Start of Given entries

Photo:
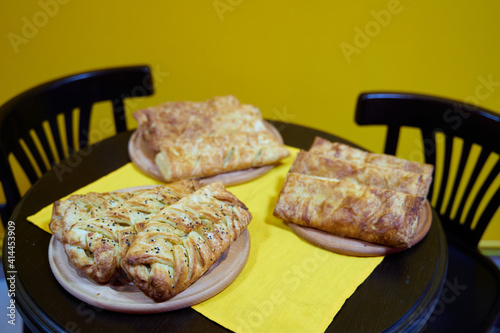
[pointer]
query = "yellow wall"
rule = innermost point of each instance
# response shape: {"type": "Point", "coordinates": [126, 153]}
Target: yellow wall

End of Given entries

Problem requirements: Retype all entries exactly as they appear, dropping the images.

Answer below:
Photo:
[pointer]
query = "yellow wall"
rule = innermost point of each instance
# response shape: {"type": "Point", "coordinates": [126, 153]}
Target: yellow wall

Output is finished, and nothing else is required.